Excerpted passage:
Mr. Trump praises Kazakhstan’s
leader for “fantastic success.”
Why it matters
Mr. Trump praised Nursultan A. Nazarbayev, the president of Kazakhstan since 1991, in tones that suggest approval for Mr. Nazarbayev’s strongman rule. According to the Kazakh government’s readout of the call, Mr. Trump “stressed that under the leadership of Nursultan Nazarbayev, our country over the years of independence had achieved fantastic success that can be called a ‘miracle.’”
Mr. Trump accepts an invitation to
visit Pakistan, “a terrific country.”
Why it matters
Pakistani Prime Minister Nawaz Sharif invited Mr. Trump to visit, according to a Pakistani government readout of their call. Should Mr. Trump follow through, he risks alienating India, which sees Pakistan as a major antagonist, and appearing to reward Pakistan’s behavior; should he renege, he risks upsetting Pakistani leaders who are sensitive about perceived American intransigence. Either way, the call could upset the delicate balance of India-Pakistan ties, which the U.S. has struggled to manage amid a history of wars and recent skirmishes.
Ivanka Trump joins a meeting
with the Japanese prime minister.
Why it matters
Rather than inviting State Department officials to staff his meeting with Shinzo Abe, Japan’s prime minister, Mr. Trump invited his daughter Ivanka. The meeting alarmed diplomats, who worried that Mr. Trump lacked preparation after a long record of criticizing Japan. It also blurred the line between Mr. Trump’s businesses, which Ms. Trump helps run, and the U.S. government, with which she has no role.
After brushing off the United Kingdom,
Mr. Trump offers a casual invitation
to the British prime minister.
Why it matters
Mr. Trump spoke to nine other leaders before British Prime Minister Theresa May, an unusual break with the two countries’ long-standing special relationship. “If you travel to the US you should let me know,” he told her, far short of a formal invitation.Trump also met with Nigel Farage, former leader of the fringe U.K. Independence Party — a slap to Ms. May. He later said that Mr. Farage should become the British ambassador to the United States, though presidents typically avoid telling foreign counterparts how to staff their governments.
He's just getting started.
Clearly he does not believe that all the delicate diplomatic arrangements that have allowed the world to avoid a major conflagration are worth anything. His own puerile, imbecilic conman patter is all that's needed. And nobody around him seems to care or if they do they are unable to dissuade him from wading into this without preparation or guidance.

Data listing:
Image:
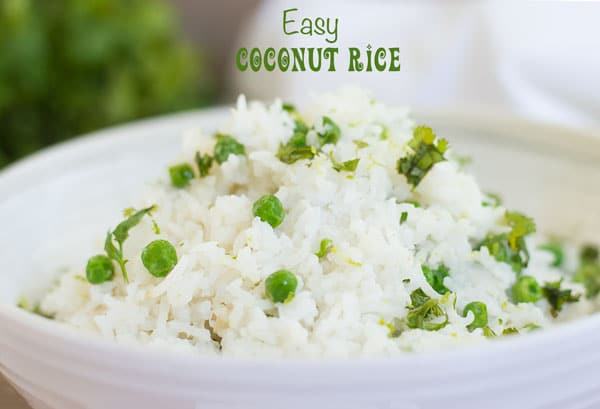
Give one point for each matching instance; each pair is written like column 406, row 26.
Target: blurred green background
column 70, row 66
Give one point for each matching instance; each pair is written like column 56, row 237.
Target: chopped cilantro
column 425, row 312
column 204, row 163
column 360, row 144
column 488, row 332
column 347, row 166
column 492, row 200
column 425, row 153
column 227, row 145
column 403, row 217
column 435, row 278
column 588, row 272
column 324, row 247
column 296, row 148
column 557, row 297
column 555, row 248
column 589, row 254
column 413, row 202
column 286, row 106
column 510, row 247
column 290, row 154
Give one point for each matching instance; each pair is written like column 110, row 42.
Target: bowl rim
column 67, row 340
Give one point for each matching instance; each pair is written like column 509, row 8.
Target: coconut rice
column 352, row 300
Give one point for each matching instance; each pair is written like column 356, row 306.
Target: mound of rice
column 351, row 302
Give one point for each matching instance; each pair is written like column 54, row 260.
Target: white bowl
column 54, row 204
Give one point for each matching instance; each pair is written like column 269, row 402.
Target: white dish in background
column 53, row 204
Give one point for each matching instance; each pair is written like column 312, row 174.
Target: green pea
column 281, row 286
column 479, row 311
column 269, row 209
column 99, row 269
column 526, row 289
column 181, row 175
column 159, row 258
column 225, row 146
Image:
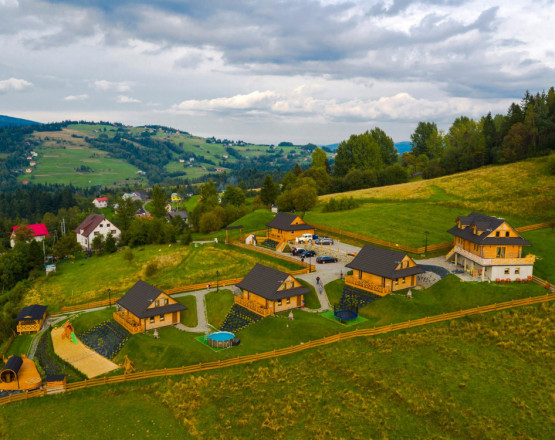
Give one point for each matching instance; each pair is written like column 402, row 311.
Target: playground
column 73, row 351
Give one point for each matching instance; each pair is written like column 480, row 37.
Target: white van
column 305, row 238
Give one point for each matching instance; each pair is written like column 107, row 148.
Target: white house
column 101, row 202
column 92, row 226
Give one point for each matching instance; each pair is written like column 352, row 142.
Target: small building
column 488, row 248
column 182, row 214
column 266, row 291
column 287, row 227
column 145, row 307
column 93, row 225
column 31, row 319
column 19, row 374
column 382, row 271
column 101, row 202
column 38, row 230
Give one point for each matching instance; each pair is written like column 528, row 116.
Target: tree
column 110, row 245
column 269, row 191
column 158, row 203
column 387, row 146
column 419, row 139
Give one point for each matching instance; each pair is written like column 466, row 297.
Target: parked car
column 323, row 240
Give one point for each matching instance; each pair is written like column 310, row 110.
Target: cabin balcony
column 485, row 262
column 253, row 306
column 133, row 326
column 353, row 281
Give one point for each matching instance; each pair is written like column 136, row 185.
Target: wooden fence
column 410, row 249
column 205, row 366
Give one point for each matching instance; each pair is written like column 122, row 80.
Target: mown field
column 87, row 280
column 486, row 376
column 523, row 193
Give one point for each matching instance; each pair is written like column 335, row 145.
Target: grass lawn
column 177, row 266
column 479, row 377
column 217, row 306
column 543, row 247
column 189, row 316
column 522, row 193
column 20, row 345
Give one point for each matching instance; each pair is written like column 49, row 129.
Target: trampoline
column 221, row 339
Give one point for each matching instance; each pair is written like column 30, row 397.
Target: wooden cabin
column 382, row 271
column 19, row 374
column 145, row 307
column 31, row 319
column 266, row 291
column 488, row 248
column 287, row 227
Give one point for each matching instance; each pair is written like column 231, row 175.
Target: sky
column 271, row 71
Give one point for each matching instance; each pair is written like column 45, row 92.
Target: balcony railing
column 353, row 281
column 253, row 306
column 528, row 259
column 132, row 327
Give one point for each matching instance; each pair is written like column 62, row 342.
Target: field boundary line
column 247, row 359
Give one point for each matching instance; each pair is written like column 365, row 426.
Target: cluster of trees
column 527, row 130
column 212, row 213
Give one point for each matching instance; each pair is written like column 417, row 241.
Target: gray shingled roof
column 283, row 221
column 140, row 296
column 487, row 224
column 35, row 311
column 265, row 282
column 382, row 262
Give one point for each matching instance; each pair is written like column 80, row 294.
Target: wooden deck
column 89, row 362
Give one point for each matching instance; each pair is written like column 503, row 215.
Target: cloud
column 76, row 97
column 122, row 99
column 121, row 86
column 14, row 84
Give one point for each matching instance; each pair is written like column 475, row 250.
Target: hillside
column 521, row 192
column 435, row 382
column 8, row 121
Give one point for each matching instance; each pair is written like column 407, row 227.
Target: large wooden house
column 488, row 248
column 266, row 291
column 382, row 271
column 285, row 227
column 145, row 307
column 30, row 319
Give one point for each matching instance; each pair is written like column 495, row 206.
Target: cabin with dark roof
column 145, row 307
column 266, row 291
column 488, row 248
column 30, row 319
column 285, row 227
column 382, row 271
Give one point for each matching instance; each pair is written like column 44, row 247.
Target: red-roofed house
column 39, row 232
column 101, row 202
column 92, row 226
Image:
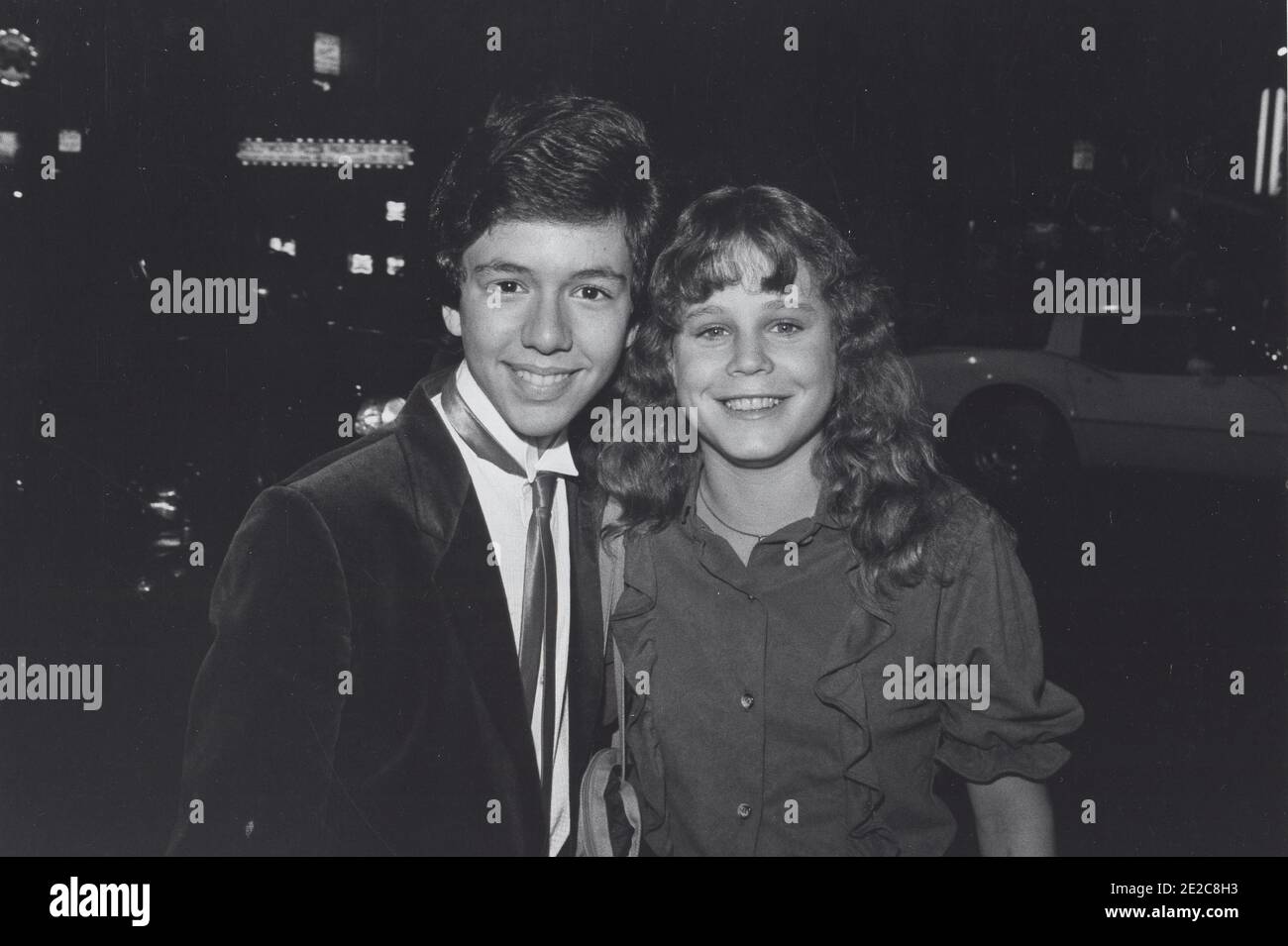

Problems to solve:
[1] Render this sentence from the passage on Mr. Trump's early diplomacy into Spanish: "The meeting alarmed diplomats, who worried that Mr. Trump lacked preparation after a long record of criticizing Japan."
[2] Write what follows the last sentence of the passage on Mr. Trump's early diplomacy.
The items have no connection to the passage on Mr. Trump's early diplomacy.

Results of the exercise:
[1] La reunión alarmó a los diplomáticos, a quienes les preocupaba que el Sr. Trump no estuviera preparado tras un largo historial de críticas a Japón.

[2]
When Nancy Pelosi, the minority leader of the House of Representatives, called Donald J. Trump shortly after the Nov. 8 election, they talked about domestic policy and infrastructure. But when Ms. Pelosi raised the specific subject of women’s issues, the president-elect did something unexpected: He handed the phone over to another person in the room — his 35-year-old daughter, Ivanka.
I guess that's good news for women. Sort of ... or not.
“I think if there was any doubt that we’re putting an end to one chapter in American history and moving to a new one, he dispelled that tonight. This is goodbye to American leadership in the world. Goodbye to globalization. He’s bringing America home. He’s going to lead a nativist, nationalistic, populist movement and if you want to join up with him fine. If you don’t, forget it.”
“He’s in charge. And he has a lot of support in the Congress. That kind of speech will fire up his base, and it’s going to leave a lot of other people—[saying] 'I knew I didn’t like the son of a bitch.'”
I don't know. Trump said we are going to be one country or else. So I'm not entirely sure he's going to give us a choice.
It's Saturday, so you have some time to dig into two pieces that you may need to weather the storm. Historian Rick Perlstein compares two museums to explain how unprepared America is to confront what lies ahead:
There is a museum at the former site of the GESTAPO headquarters in Berlin. It is searing and frank: a history of the relationship of the Nazi party and the people of Berlin, telling a story of the way ordinary Germans made Hitler’s rise possible. Berliners flock to it. When I visited, the line of people shuffling past the informational panels was three or four deep, everyone meditating on this awful indictment of their grandparents’ generation.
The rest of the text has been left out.